> _Parts of the exercise_:
[1] Answer these questions about the passage on key features of change:
(a) What does major social change fundamentally require?
(b) What are the major sources of revenue for health-care providers?
(c) Who performs the low-paid labor that makes up most of the services?
[2] Can you carry on the passage about key features of change in chronic illness care, starting after its final sentence?

> _Extract to read_:

Sick To Death > Chapter 4 > Key Features of Change
Fundamentally, major social change requires convergence of a number of forces that make the old way of doing things untenable while making a new order appealing or at least necessary. As we survey the structures for care of those with serious chronic illnesses, some of the facts seem especially salient. First, long-term disability and care needs in the years before dying do not generate large profits or attract substantial investments. Most of the patients are poor already or fear becoming poor. Most of the services involve low-paid labor, performed by those with limited political influence. The major sources of revenue for health-care providers are medications, devices, and hospitalizations, many of which are subject to inappropriate overuse now and are often hard to justify in a more ideal care delivery system (Fisher et al. 2003a; Fisher et al. 2003b). Most public policy makers and leaders - in academia or health systems, or in pharmaceuticals or technical applications - do not yet see reforms for serious chronic illness care as particularly attractive, or even important.

> _Record excerpts_:
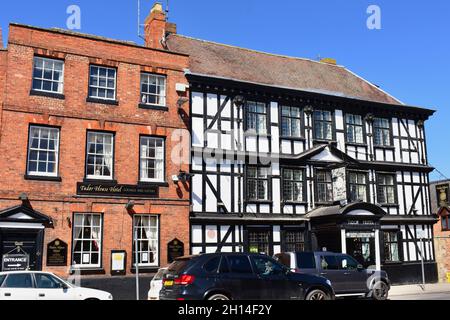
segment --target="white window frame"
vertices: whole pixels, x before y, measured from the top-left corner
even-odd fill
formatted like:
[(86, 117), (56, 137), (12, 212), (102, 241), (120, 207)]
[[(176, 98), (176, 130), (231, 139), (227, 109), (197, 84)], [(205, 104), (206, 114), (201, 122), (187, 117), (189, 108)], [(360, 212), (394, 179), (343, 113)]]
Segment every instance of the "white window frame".
[[(94, 85), (91, 83), (92, 81), (92, 68), (98, 68), (98, 72), (97, 72), (97, 85)], [(100, 86), (100, 69), (105, 69), (106, 70), (106, 86)], [(108, 87), (108, 80), (112, 80), (108, 77), (109, 75), (109, 71), (114, 71), (114, 88), (110, 88)], [(98, 94), (97, 96), (93, 96), (91, 94), (91, 88), (93, 89), (98, 89), (98, 90), (106, 90), (106, 97), (100, 97)], [(113, 98), (108, 98), (108, 90), (114, 90), (114, 97)], [(88, 88), (88, 95), (89, 98), (92, 99), (99, 99), (99, 100), (108, 100), (108, 101), (115, 101), (116, 97), (117, 97), (117, 69), (116, 68), (110, 68), (110, 67), (104, 67), (104, 66), (99, 66), (99, 65), (90, 65), (89, 66), (89, 88)]]
[[(90, 153), (89, 152), (89, 135), (90, 134), (95, 134), (95, 135), (102, 135), (103, 136), (103, 143), (104, 143), (104, 138), (105, 136), (111, 136), (111, 170), (110, 170), (110, 175), (109, 176), (102, 176), (102, 175), (90, 175), (88, 174), (88, 165), (89, 165), (89, 156), (103, 156), (103, 159), (105, 159), (105, 153), (102, 154), (97, 154), (97, 153)], [(86, 137), (86, 178), (87, 179), (92, 179), (92, 180), (113, 180), (114, 179), (114, 144), (115, 144), (115, 136), (113, 133), (109, 133), (109, 132), (99, 132), (99, 131), (88, 131), (87, 132), (87, 137)], [(103, 149), (104, 150), (104, 149)]]
[[(36, 77), (34, 76), (34, 72), (35, 72), (35, 70), (36, 70), (36, 68), (37, 68), (37, 67), (36, 67), (36, 63), (37, 63), (38, 60), (42, 60), (42, 77), (41, 77), (41, 78), (36, 78)], [(51, 63), (51, 68), (50, 68), (49, 70), (51, 70), (51, 72), (52, 72), (52, 79), (46, 79), (46, 78), (44, 77), (45, 70), (46, 70), (46, 68), (45, 68), (45, 63), (46, 63), (46, 62)], [(54, 77), (55, 77), (55, 71), (56, 71), (56, 69), (55, 69), (55, 63), (61, 63), (61, 65), (62, 65), (62, 68), (61, 68), (61, 76), (60, 76), (59, 80), (55, 80), (55, 79), (54, 79)], [(39, 68), (39, 69), (40, 69), (40, 68)], [(35, 81), (35, 80), (41, 81), (41, 88), (35, 88), (35, 87), (34, 87), (34, 81)], [(58, 84), (58, 90), (57, 90), (57, 91), (54, 91), (54, 90), (45, 90), (45, 89), (44, 89), (44, 81), (51, 82), (51, 83), (52, 83), (52, 87), (53, 87), (53, 84), (54, 84), (54, 83), (57, 83), (57, 84)], [(31, 84), (31, 87), (32, 87), (32, 89), (33, 89), (34, 91), (62, 94), (62, 93), (64, 92), (64, 61), (58, 60), (58, 59), (50, 59), (50, 58), (43, 58), (43, 57), (34, 57), (34, 59), (33, 59), (33, 77), (32, 77), (32, 84)]]
[[(32, 132), (33, 129), (39, 129), (39, 138), (38, 138), (38, 147), (37, 148), (33, 148), (33, 141), (32, 141)], [(41, 142), (41, 134), (42, 134), (42, 130), (48, 130), (49, 131), (49, 139), (48, 141), (50, 141), (50, 134), (51, 131), (56, 131), (57, 133), (57, 139), (55, 142), (55, 150), (51, 150), (49, 149), (49, 146), (47, 145), (47, 149), (41, 149), (40, 148), (40, 142)], [(45, 127), (45, 126), (35, 126), (32, 125), (30, 126), (29, 132), (28, 132), (28, 159), (27, 159), (27, 175), (28, 176), (33, 176), (33, 177), (58, 177), (59, 174), (59, 145), (60, 145), (60, 129), (59, 128), (54, 128), (54, 127)], [(34, 160), (31, 160), (31, 152), (32, 151), (36, 151), (38, 153), (37, 156), (37, 161), (36, 161), (36, 171), (30, 171), (30, 162)], [(46, 168), (48, 170), (48, 154), (50, 152), (54, 152), (55, 153), (55, 172), (40, 172), (39, 171), (39, 162), (44, 162), (44, 161), (40, 161), (39, 160), (39, 154), (41, 152), (46, 152), (47, 153), (47, 160), (46, 162)]]
[[(158, 159), (156, 156), (157, 156), (157, 154), (158, 154), (158, 147), (155, 147), (155, 157), (154, 158), (152, 158), (152, 157), (145, 157), (144, 156), (144, 150), (143, 150), (143, 140), (147, 140), (147, 143), (146, 143), (146, 147), (148, 148), (148, 140), (151, 140), (151, 139), (153, 139), (153, 140), (160, 140), (161, 142), (162, 142), (162, 147), (161, 147), (161, 149), (162, 149), (162, 159)], [(166, 168), (165, 168), (165, 166), (166, 166), (166, 163), (165, 163), (165, 161), (166, 161), (166, 141), (165, 141), (165, 139), (164, 138), (161, 138), (161, 137), (152, 137), (152, 136), (141, 136), (140, 137), (140, 139), (139, 139), (139, 148), (140, 148), (140, 150), (139, 150), (139, 171), (140, 171), (140, 174), (139, 174), (139, 177), (140, 177), (140, 181), (141, 182), (165, 182), (166, 181), (166, 178), (165, 178), (165, 176), (166, 176)], [(148, 160), (154, 160), (155, 161), (155, 173), (156, 173), (156, 161), (161, 161), (162, 162), (162, 168), (161, 168), (161, 170), (162, 170), (162, 172), (161, 172), (161, 179), (158, 179), (158, 178), (145, 178), (144, 177), (144, 170), (145, 170), (145, 168), (147, 168), (147, 165), (145, 165), (144, 166), (144, 162), (147, 162)]]
[[(77, 223), (76, 223), (76, 221), (77, 221), (76, 216), (82, 216), (82, 223), (81, 223), (81, 225), (77, 225)], [(90, 216), (90, 218), (91, 218), (91, 225), (90, 226), (86, 226), (85, 225), (85, 221), (86, 221), (85, 218), (86, 218), (86, 216)], [(94, 226), (93, 225), (93, 221), (94, 221), (93, 218), (94, 217), (100, 217), (100, 225), (99, 226)], [(90, 237), (90, 239), (84, 238), (84, 230), (82, 231), (83, 232), (82, 238), (77, 238), (77, 235), (75, 234), (75, 228), (76, 227), (80, 227), (80, 228), (83, 228), (83, 229), (84, 228), (90, 228), (91, 229), (91, 237)], [(92, 229), (93, 228), (100, 228), (99, 239), (94, 239), (92, 237), (92, 234), (93, 234)], [(102, 254), (102, 250), (103, 250), (103, 215), (101, 213), (88, 213), (88, 212), (86, 212), (86, 213), (75, 213), (74, 216), (73, 216), (73, 230), (72, 230), (72, 232), (73, 232), (73, 236), (72, 236), (72, 247), (73, 248), (72, 248), (72, 262), (71, 262), (72, 267), (79, 268), (79, 269), (83, 269), (83, 268), (101, 268), (101, 266), (102, 266), (102, 259), (103, 259), (103, 254)], [(76, 241), (91, 241), (91, 245), (92, 245), (92, 241), (97, 241), (97, 243), (98, 243), (98, 263), (96, 263), (96, 264), (92, 264), (92, 263), (83, 264), (84, 254), (89, 254), (90, 261), (92, 261), (92, 254), (93, 253), (97, 253), (97, 251), (93, 251), (92, 247), (90, 248), (89, 251), (84, 251), (83, 250), (83, 244), (81, 244), (81, 251), (79, 251), (80, 254), (81, 254), (81, 264), (75, 264), (74, 256), (75, 256), (75, 252), (76, 252), (75, 251)]]
[[(148, 83), (150, 83), (150, 78), (156, 79), (156, 87), (161, 89), (161, 94), (155, 94), (151, 92), (143, 92), (142, 91), (142, 85), (144, 80), (147, 80)], [(145, 79), (144, 79), (145, 78)], [(161, 84), (162, 82), (162, 84)], [(148, 84), (149, 85), (149, 84)], [(150, 85), (149, 85), (150, 86)], [(163, 75), (153, 74), (153, 73), (146, 73), (141, 72), (141, 85), (140, 85), (140, 91), (141, 91), (141, 103), (149, 106), (159, 106), (159, 107), (165, 107), (167, 105), (167, 77)], [(147, 96), (154, 96), (157, 98), (157, 100), (160, 101), (160, 103), (149, 103), (144, 102), (143, 98)]]
[[(159, 246), (160, 246), (160, 239), (159, 239), (159, 232), (160, 232), (160, 222), (159, 222), (159, 216), (157, 216), (157, 215), (153, 215), (153, 214), (139, 214), (139, 215), (134, 215), (133, 216), (133, 245), (132, 245), (132, 253), (133, 253), (133, 257), (132, 257), (132, 261), (133, 261), (133, 266), (134, 267), (136, 267), (136, 251), (135, 251), (135, 247), (136, 247), (136, 228), (140, 228), (140, 229), (142, 229), (142, 228), (144, 228), (144, 227), (141, 227), (141, 226), (136, 226), (136, 221), (137, 221), (137, 217), (148, 217), (149, 218), (149, 222), (150, 222), (150, 224), (149, 224), (149, 228), (150, 229), (153, 229), (153, 230), (150, 230), (150, 231), (155, 231), (155, 235), (156, 235), (156, 238), (155, 239), (152, 239), (152, 238), (142, 238), (142, 237), (138, 237), (138, 248), (140, 248), (140, 242), (142, 242), (142, 241), (148, 241), (149, 242), (149, 249), (150, 249), (150, 243), (152, 242), (152, 241), (156, 241), (156, 246), (155, 246), (155, 249), (156, 249), (156, 251), (151, 251), (151, 250), (147, 250), (147, 251), (143, 251), (143, 250), (138, 250), (138, 256), (139, 256), (139, 261), (142, 261), (142, 257), (143, 257), (143, 253), (147, 253), (148, 254), (148, 257), (150, 257), (150, 253), (151, 252), (154, 252), (154, 258), (155, 258), (155, 261), (153, 262), (153, 263), (151, 263), (151, 262), (148, 262), (148, 263), (139, 263), (138, 265), (139, 265), (139, 267), (159, 267), (159, 254), (160, 254), (160, 248), (159, 248)], [(151, 220), (152, 220), (152, 218), (156, 218), (156, 227), (152, 227), (151, 226)], [(156, 230), (155, 230), (156, 229)], [(143, 231), (143, 232), (145, 232), (145, 230)]]

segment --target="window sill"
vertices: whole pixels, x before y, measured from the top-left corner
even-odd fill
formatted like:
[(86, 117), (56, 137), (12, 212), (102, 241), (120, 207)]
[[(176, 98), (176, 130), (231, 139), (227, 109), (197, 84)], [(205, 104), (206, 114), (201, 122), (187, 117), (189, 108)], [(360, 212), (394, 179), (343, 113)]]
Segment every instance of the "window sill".
[(86, 99), (86, 102), (107, 104), (107, 105), (111, 105), (111, 106), (119, 105), (119, 101), (117, 101), (117, 100), (97, 99), (97, 98), (89, 98), (89, 97)]
[(47, 97), (47, 98), (54, 98), (54, 99), (60, 99), (60, 100), (66, 99), (66, 97), (61, 93), (38, 91), (38, 90), (31, 90), (30, 96)]
[(82, 268), (82, 267), (71, 267), (70, 274), (79, 273), (82, 276), (94, 276), (94, 275), (105, 275), (105, 269), (103, 268)]
[(102, 180), (102, 179), (90, 179), (85, 178), (83, 179), (84, 183), (105, 183), (105, 184), (117, 184), (117, 180)]
[(146, 110), (164, 111), (164, 112), (169, 111), (169, 107), (152, 105), (152, 104), (145, 104), (145, 103), (140, 103), (139, 104), (139, 108), (140, 109), (146, 109)]
[(138, 186), (144, 186), (144, 187), (156, 186), (156, 187), (168, 188), (169, 183), (168, 182), (144, 182), (144, 181), (141, 181), (138, 183)]
[(350, 147), (368, 147), (367, 143), (346, 142), (345, 144)]
[(287, 136), (281, 136), (281, 140), (292, 140), (292, 141), (306, 141), (303, 137), (287, 137)]
[(394, 146), (377, 146), (377, 145), (374, 145), (373, 147), (375, 149), (395, 150)]
[(62, 181), (61, 177), (45, 177), (45, 176), (25, 175), (24, 178), (25, 178), (25, 180), (28, 180), (28, 181), (48, 181), (48, 182), (61, 182)]
[(273, 204), (273, 201), (270, 200), (249, 200), (245, 201), (245, 204)]
[[(157, 273), (159, 270), (159, 267), (139, 267), (139, 273), (143, 274), (151, 274), (151, 273)], [(136, 274), (136, 268), (131, 268), (130, 272), (132, 274)]]

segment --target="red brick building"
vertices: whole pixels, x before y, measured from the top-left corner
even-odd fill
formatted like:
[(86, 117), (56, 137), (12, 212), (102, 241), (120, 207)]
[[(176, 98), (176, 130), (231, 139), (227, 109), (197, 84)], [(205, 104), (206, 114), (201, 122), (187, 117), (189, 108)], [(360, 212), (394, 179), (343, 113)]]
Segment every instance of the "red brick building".
[(2, 258), (109, 275), (115, 250), (127, 254), (126, 274), (136, 256), (151, 272), (189, 253), (189, 166), (176, 151), (189, 146), (186, 68), (179, 53), (10, 25), (0, 51)]

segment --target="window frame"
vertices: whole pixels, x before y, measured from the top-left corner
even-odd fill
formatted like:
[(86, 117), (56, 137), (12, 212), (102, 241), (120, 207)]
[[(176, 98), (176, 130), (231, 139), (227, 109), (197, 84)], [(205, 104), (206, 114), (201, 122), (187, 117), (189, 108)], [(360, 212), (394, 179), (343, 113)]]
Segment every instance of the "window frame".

> _Answers to the problems_:
[1]
(a) The convergence of a number of forces that make the old way of doing things untenable while making a new order appealing or at least necessary.
(b) Medications, devices, and hospitalizations.
(c) Those with limited political influence.

[2]
Second, while there have been a few important innovations (some characterized in chapter 3), they have been neither so widely attempted nor so well studied as to provide a sure guide. Beyond hospices, we mostly have small or thinly supported innovations. We have almost no study of the trade-offs among modes of care. The data on family care- giving, its effects, and alternatives are so fragmented as to be misleading. We urgently need innovations and the insights gained from testing them. We must begin to try new methods of care delivery, along with new mental models, ethics, politics, social roles, and figures of speech.
Third, the political weight for reforms cannot come just from the palliative-care providers; our numbers are too small and our influence is too limited. Indeed, the hard scramble for initial successes has fragmented the forces of hospice, long-term care, palliative care, PACE, and others, leaving them little tradition of aligning to pursue common goals.
As we look about for allies who might have the authority to garner political weight, we cannot count on those living now with serious and eventually fatal chronic illnesses in the last part of their lives, those most directly affected by the challenges of our care system. Overwhelming personal issues make it unlikely that they will seek attention within the political process. Even when they do raise their claims, they will not necessarily be alive through the next elections. Those who will face the issues in a few years, either when their parents become ill or when they do, are not yet engaged.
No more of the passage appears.